> **WHAT THE TASK REQUIRES**: Retype the lines of the listing below word for word, starting at the line that contains "Scouting pass: put a marker on the woman in olive" and continuing through the last line of the listing.

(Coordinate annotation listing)
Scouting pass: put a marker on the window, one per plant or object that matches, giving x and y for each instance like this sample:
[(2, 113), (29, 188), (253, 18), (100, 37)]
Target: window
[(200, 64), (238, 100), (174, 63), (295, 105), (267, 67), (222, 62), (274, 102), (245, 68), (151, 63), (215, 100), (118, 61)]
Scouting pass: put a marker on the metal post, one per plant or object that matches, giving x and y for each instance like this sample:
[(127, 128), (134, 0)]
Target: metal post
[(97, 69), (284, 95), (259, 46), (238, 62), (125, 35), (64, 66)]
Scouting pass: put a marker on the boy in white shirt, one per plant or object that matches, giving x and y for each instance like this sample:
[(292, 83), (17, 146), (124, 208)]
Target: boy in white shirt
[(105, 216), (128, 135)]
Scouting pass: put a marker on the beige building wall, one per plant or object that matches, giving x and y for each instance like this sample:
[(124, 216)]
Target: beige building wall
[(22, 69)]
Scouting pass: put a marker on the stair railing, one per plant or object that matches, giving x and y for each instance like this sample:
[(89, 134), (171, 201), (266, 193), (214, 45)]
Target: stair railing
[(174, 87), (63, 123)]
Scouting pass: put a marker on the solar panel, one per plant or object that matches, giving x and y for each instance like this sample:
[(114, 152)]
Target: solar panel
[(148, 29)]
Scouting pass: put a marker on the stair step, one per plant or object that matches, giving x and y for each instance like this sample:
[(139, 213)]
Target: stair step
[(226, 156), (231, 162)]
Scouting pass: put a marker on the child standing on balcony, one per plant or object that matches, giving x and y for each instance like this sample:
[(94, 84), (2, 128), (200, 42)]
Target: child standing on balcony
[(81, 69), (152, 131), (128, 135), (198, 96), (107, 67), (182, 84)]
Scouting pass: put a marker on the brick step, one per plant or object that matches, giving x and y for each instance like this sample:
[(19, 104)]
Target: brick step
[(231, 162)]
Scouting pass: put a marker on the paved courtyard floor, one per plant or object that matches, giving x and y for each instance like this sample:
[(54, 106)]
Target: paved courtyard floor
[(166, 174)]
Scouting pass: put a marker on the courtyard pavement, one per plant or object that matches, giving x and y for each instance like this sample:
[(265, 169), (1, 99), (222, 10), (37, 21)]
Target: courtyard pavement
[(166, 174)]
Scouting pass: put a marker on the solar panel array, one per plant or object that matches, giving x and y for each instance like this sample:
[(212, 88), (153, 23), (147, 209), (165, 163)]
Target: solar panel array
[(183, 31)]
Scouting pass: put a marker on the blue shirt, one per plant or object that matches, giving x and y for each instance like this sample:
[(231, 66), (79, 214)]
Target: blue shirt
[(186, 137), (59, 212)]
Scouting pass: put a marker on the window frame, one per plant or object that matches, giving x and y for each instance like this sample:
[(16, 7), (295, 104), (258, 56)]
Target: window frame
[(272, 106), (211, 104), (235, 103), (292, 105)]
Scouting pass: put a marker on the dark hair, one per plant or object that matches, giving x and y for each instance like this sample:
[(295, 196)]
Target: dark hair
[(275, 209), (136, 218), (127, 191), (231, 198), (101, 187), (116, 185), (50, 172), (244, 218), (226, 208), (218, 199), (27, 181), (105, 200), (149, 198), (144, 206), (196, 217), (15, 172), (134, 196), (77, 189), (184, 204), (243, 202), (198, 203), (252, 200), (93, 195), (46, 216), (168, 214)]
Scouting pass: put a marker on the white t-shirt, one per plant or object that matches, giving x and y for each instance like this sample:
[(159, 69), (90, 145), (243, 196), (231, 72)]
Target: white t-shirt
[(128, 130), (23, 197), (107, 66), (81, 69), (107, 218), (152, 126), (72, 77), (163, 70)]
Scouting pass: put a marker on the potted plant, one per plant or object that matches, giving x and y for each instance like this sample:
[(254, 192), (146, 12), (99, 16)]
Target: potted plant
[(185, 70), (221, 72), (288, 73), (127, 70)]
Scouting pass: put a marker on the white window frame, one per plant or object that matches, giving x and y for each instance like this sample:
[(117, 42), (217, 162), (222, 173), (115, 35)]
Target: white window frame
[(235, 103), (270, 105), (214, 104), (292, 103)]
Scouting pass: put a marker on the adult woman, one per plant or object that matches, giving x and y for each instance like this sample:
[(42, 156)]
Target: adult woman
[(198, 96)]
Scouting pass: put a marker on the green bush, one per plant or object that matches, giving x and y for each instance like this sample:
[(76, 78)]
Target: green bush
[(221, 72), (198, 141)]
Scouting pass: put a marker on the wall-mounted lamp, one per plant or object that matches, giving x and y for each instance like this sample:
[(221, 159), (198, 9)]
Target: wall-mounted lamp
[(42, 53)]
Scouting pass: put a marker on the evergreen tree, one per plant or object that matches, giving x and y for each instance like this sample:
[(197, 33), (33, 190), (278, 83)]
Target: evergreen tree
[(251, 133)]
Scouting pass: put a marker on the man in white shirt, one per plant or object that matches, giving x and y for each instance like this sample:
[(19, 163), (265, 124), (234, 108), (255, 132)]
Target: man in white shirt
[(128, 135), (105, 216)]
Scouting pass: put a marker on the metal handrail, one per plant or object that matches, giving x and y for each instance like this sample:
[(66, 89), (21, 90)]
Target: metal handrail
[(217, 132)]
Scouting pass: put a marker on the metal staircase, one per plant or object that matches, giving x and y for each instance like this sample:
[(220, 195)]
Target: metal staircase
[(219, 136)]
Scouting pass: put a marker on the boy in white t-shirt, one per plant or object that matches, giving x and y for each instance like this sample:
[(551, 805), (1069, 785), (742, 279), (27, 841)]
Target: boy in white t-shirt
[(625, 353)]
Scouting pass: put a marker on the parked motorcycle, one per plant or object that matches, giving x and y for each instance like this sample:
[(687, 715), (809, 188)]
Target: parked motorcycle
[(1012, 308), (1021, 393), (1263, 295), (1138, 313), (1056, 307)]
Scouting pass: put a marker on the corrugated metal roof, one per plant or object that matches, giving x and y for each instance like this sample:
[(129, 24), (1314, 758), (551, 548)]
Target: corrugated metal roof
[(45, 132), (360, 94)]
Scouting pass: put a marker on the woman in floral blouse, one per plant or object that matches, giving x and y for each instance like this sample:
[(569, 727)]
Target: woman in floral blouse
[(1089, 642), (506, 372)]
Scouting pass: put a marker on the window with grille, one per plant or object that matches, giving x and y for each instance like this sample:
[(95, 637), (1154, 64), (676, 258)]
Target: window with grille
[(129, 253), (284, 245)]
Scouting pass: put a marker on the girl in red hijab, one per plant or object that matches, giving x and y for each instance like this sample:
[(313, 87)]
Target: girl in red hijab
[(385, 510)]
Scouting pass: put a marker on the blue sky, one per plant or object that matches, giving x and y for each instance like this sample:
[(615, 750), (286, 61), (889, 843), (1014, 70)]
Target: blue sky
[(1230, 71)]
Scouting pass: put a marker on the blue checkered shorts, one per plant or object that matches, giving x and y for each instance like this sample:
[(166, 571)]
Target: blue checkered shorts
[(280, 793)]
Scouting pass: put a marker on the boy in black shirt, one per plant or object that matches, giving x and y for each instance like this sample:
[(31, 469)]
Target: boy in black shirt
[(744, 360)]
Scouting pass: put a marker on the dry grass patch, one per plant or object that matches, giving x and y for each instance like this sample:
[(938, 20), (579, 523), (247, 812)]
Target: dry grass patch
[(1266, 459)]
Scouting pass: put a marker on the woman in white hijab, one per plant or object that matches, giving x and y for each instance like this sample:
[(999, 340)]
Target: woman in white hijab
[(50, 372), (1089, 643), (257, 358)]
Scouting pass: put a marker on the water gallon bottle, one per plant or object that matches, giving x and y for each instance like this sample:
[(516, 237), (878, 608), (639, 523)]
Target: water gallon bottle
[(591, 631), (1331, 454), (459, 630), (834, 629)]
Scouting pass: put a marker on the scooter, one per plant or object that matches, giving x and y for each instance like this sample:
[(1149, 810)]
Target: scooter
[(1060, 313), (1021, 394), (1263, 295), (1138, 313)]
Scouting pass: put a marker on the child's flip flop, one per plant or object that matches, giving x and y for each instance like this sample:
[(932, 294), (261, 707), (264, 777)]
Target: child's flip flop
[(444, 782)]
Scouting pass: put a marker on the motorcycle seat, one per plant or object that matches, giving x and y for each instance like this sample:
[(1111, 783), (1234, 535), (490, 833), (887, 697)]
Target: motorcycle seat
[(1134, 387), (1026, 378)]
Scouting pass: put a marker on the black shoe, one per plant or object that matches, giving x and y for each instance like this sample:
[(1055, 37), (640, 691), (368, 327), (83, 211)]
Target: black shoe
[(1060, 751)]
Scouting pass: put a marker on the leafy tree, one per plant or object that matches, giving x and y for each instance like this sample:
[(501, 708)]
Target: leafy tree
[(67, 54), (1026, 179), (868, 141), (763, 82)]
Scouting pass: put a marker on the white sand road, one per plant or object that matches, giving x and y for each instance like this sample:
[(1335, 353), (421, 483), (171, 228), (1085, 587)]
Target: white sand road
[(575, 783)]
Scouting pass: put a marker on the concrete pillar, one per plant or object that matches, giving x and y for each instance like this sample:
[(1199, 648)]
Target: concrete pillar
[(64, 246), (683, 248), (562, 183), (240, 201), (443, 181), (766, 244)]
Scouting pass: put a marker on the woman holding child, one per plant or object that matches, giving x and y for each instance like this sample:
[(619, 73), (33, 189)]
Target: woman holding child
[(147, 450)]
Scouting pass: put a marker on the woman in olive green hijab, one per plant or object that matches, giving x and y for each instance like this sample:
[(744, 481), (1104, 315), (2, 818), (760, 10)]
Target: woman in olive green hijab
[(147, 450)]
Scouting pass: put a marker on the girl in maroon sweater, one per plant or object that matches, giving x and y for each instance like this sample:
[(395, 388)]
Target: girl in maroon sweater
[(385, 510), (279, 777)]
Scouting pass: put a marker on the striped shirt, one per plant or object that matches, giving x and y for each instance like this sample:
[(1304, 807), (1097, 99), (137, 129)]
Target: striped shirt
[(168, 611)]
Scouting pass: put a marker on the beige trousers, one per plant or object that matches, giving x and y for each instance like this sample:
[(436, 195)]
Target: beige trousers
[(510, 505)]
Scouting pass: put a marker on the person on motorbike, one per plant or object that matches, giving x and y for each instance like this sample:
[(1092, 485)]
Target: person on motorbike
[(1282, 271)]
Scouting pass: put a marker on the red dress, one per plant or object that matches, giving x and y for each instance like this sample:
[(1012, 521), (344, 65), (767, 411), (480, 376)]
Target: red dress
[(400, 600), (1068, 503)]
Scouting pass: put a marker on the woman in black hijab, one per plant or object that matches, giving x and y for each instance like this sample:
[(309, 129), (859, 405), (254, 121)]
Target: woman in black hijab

> **OUTPUT FOR THIS TASK**:
Scouting pass: put a marker on the woman in olive green hijab, one per plant or object that matches, giving x and y for each instance like this sample:
[(744, 481), (1104, 315), (2, 818), (760, 10)]
Target: woman in olive green hijab
[(147, 450)]
Scouting pass: put a marker on the girl in maroon sweater, one per plant or object that matches, giving x and y for each instance like this sample:
[(395, 388)]
Target: girl in maroon sweater
[(385, 510), (279, 777)]
Scouting pass: put a marker on the striped shirt, one per plant or object that matches, giving x and y for each instance like this sample:
[(1304, 807), (1097, 99), (137, 129)]
Target: striped shirt
[(168, 611)]
Scouting pass: put a marker on the beige trousers, one per plant or object that matches, giving x and y for each instance like this sample:
[(436, 195)]
Target: beige trousers
[(510, 505)]
Scouting pass: put a marker on the person on motorbike, one per plant or object that matches, giving x and y for each instance like this sample:
[(1092, 485)]
Target: person on motorbike
[(1282, 271)]
Scouting pass: put a marker on the red dress, one per plant or object that matches, giving x and y for each instance like this sample:
[(1012, 521), (344, 65), (767, 411), (480, 376)]
Target: red dress
[(400, 600), (1068, 503)]
Scouting pass: put a marker on the woman in black hijab, one per plant or object that matches, giving x and y for each instance like this sample:
[(309, 129), (859, 405), (254, 121)]
Target: woman in black hijab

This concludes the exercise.